DATA SHOWN:
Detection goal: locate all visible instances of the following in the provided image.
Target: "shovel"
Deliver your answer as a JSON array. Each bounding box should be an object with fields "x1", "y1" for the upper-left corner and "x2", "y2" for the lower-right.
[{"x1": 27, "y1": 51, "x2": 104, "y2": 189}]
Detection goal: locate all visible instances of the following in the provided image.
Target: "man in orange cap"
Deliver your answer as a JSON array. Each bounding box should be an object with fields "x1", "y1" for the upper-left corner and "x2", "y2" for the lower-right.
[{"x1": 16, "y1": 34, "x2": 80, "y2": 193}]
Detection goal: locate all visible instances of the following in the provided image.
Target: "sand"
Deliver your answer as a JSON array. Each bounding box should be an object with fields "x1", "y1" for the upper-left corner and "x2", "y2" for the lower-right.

--

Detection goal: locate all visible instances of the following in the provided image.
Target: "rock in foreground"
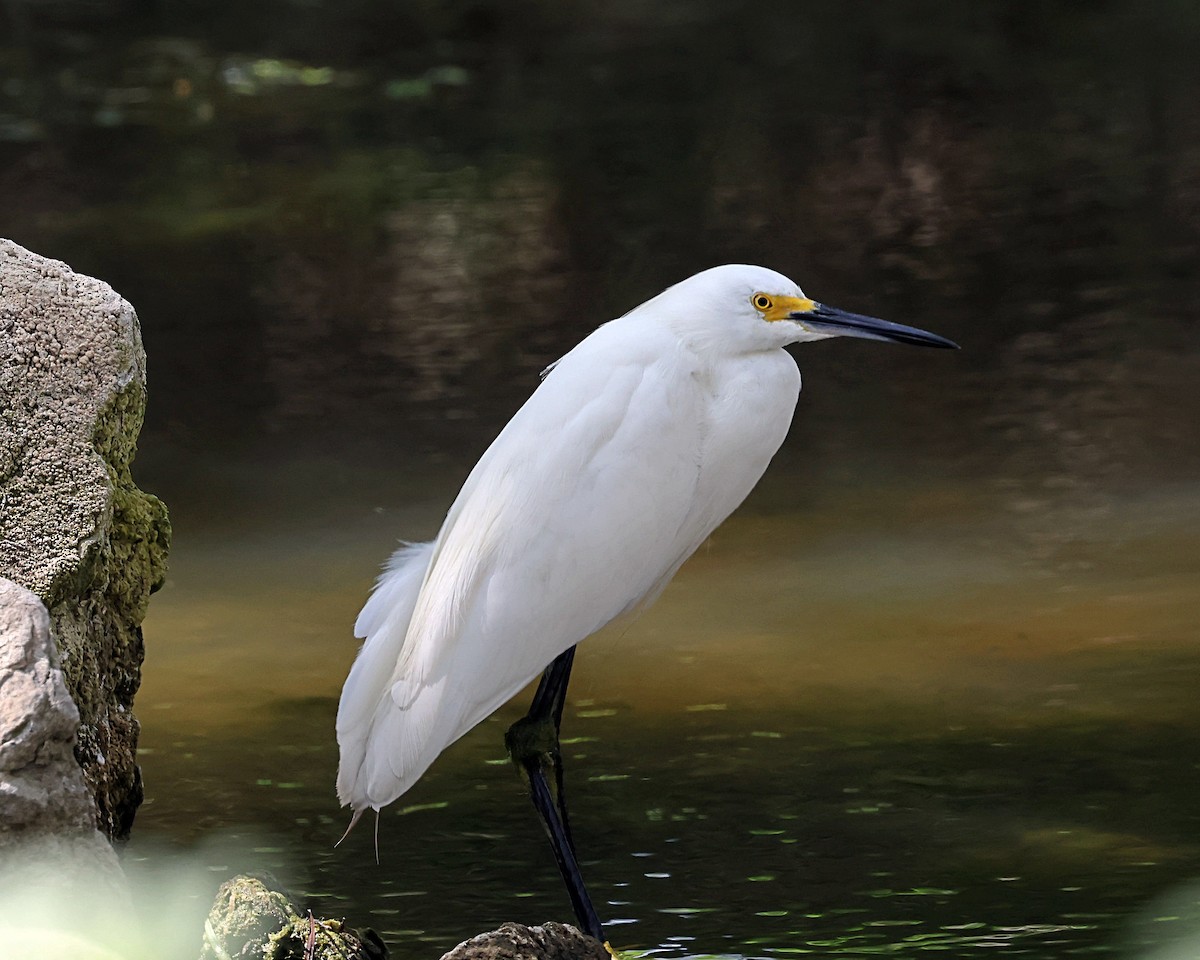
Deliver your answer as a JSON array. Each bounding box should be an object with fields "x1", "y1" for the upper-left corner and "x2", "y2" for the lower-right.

EXERCISE DESCRIPTION: Set apart and copy each line of the records that holds the word "Target".

RESULT:
Target: "shovel"
Target: "man in orange cap"
Target: "sand"
Target: "rock in foreground"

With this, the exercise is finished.